Zum vorläufigen Abschluss der Vorlesungs- und Vortragsreihe über den Forschungsbericht
Buchhaltung und Krankenmord.
Die oldenburgische Anstaltsfürsorge 1932 bis 1948 (BIS-Verlag der Universität Oldenburg 2016)
liest der Autor am 11. September in der Landeszentrale für Politische Bildung Bremerhaven ab 18 Uhr aus der Studie.
Vortragsveranstaltung „Buchhaltung und Krankenmord“
In Kooperation mit der Landeszentrale für Politische Bildung, Außenstelle Bremerhaven und der Stadtbibliothek.
Dienstag, 11. September 2018, 18:00 Uhr
Treffpunkt: Stadtbibliothek Bremerhaven
Referent: PD Dr. Ingo Harms (Oldenburg)
Die NS-Euthanasie-Verbrechen gingen vielfach auf regionale Motive zurück. In Oldenburger Anstalten wurden mindestens 1500 Patienten durch Unterernährung vernichtet. Die eingesparten Pflegekosten in Millionenhöhe eigneten sich die völkische Kultur und die Energiewirtschaft. Unter den Opfern waren auch Personen aus Bremen und Bremerhaven. (Herbstprogramm Stadtarchiv Bremerhaven 2018)
- - -
**Aufgabe**
Wie viele Patienten wurden laut Textauszug in Oldenburger Anstalten durch Unterernährung vernichtet?
- - -
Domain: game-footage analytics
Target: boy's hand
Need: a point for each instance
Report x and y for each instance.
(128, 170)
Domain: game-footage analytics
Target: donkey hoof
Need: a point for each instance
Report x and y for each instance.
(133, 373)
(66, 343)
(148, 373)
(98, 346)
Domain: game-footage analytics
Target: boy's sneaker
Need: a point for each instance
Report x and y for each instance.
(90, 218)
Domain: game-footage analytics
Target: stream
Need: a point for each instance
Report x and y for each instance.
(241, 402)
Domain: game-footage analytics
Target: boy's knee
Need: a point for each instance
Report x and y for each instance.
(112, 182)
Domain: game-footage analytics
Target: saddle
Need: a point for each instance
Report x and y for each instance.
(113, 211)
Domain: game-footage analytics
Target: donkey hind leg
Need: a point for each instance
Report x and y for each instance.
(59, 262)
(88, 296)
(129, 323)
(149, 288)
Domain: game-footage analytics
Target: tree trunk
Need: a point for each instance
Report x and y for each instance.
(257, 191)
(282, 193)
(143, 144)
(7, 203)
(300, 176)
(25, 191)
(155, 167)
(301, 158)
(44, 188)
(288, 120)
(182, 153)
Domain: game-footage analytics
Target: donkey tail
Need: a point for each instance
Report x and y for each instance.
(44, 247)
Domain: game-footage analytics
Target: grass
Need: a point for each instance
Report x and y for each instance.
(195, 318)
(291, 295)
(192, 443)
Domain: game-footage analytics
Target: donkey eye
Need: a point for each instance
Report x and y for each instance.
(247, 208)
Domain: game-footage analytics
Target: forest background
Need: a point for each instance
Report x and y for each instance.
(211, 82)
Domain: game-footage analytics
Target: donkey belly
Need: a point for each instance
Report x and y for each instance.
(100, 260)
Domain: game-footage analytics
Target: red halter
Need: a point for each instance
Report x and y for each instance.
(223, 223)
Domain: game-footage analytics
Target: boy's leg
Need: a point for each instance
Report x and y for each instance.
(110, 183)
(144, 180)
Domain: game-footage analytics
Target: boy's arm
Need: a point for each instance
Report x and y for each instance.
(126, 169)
- - -
**Antwort**
Mindestens 1500 Patienten.